Directions:
Each record should be copied exactly into the answer, and no picture should go with it.

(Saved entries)
- - - - - - -
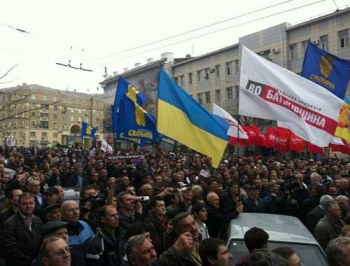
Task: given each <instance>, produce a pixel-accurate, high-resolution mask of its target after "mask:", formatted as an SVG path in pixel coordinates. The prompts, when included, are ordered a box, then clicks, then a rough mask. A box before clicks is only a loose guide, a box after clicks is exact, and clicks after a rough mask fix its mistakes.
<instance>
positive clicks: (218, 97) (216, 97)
mask: <svg viewBox="0 0 350 266" xmlns="http://www.w3.org/2000/svg"><path fill="white" fill-rule="evenodd" d="M220 101H221V91H220V89H219V90H215V102H217V103H219V102H220Z"/></svg>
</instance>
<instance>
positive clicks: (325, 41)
mask: <svg viewBox="0 0 350 266" xmlns="http://www.w3.org/2000/svg"><path fill="white" fill-rule="evenodd" d="M320 48H321V49H323V50H325V51H328V35H323V36H320Z"/></svg>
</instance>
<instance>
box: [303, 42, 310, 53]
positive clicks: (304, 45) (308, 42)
mask: <svg viewBox="0 0 350 266" xmlns="http://www.w3.org/2000/svg"><path fill="white" fill-rule="evenodd" d="M308 43H309V41H303V42H302V43H301V54H302V55H304V56H305V53H306V49H307V44H308Z"/></svg>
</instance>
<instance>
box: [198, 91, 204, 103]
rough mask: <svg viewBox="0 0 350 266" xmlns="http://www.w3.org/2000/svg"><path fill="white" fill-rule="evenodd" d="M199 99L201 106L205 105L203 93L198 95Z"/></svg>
mask: <svg viewBox="0 0 350 266" xmlns="http://www.w3.org/2000/svg"><path fill="white" fill-rule="evenodd" d="M197 97H198V102H199V104H203V93H198V94H197Z"/></svg>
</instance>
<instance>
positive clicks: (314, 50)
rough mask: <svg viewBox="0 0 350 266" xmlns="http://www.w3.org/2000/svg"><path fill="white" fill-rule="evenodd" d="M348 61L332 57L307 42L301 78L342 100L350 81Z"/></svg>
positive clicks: (315, 45)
- - - - - - -
Output for this exercise:
Task: given each <instance>, produce a pixel-accurate, high-resolution mask of its target after "mask:", formatted as an SVG path in pixel coordinates. The prompts, when included, are ordered a box, then clicks, then a rough mask. A box before clicks is only a loose guide, a box after clicks is exact, and clicks after a rough mask fix its mistakes.
<instance>
positive clicks: (218, 97) (216, 97)
mask: <svg viewBox="0 0 350 266" xmlns="http://www.w3.org/2000/svg"><path fill="white" fill-rule="evenodd" d="M220 101H221V91H220V89H219V90H215V102H217V103H219V102H220Z"/></svg>
</instance>
<instance>
positive clicks: (325, 41)
mask: <svg viewBox="0 0 350 266" xmlns="http://www.w3.org/2000/svg"><path fill="white" fill-rule="evenodd" d="M320 48H321V49H323V50H325V51H328V35H323V36H320Z"/></svg>
</instance>
<instance>
box: [303, 42, 310, 53]
positive clicks: (304, 45) (308, 42)
mask: <svg viewBox="0 0 350 266" xmlns="http://www.w3.org/2000/svg"><path fill="white" fill-rule="evenodd" d="M308 43H309V41H303V42H302V43H301V54H302V55H304V56H305V53H306V49H307V44H308Z"/></svg>
</instance>
<instance>
box: [198, 91, 204, 103]
rough mask: <svg viewBox="0 0 350 266" xmlns="http://www.w3.org/2000/svg"><path fill="white" fill-rule="evenodd" d="M199 99L201 106L205 105L203 93L198 95Z"/></svg>
mask: <svg viewBox="0 0 350 266" xmlns="http://www.w3.org/2000/svg"><path fill="white" fill-rule="evenodd" d="M197 97H198V102H199V104H203V93H198V94H197Z"/></svg>
</instance>
<instance>
positive clicks: (314, 50)
rough mask: <svg viewBox="0 0 350 266" xmlns="http://www.w3.org/2000/svg"><path fill="white" fill-rule="evenodd" d="M348 61L332 57L307 42L301 78L342 100L350 81Z"/></svg>
positive clicks: (315, 45)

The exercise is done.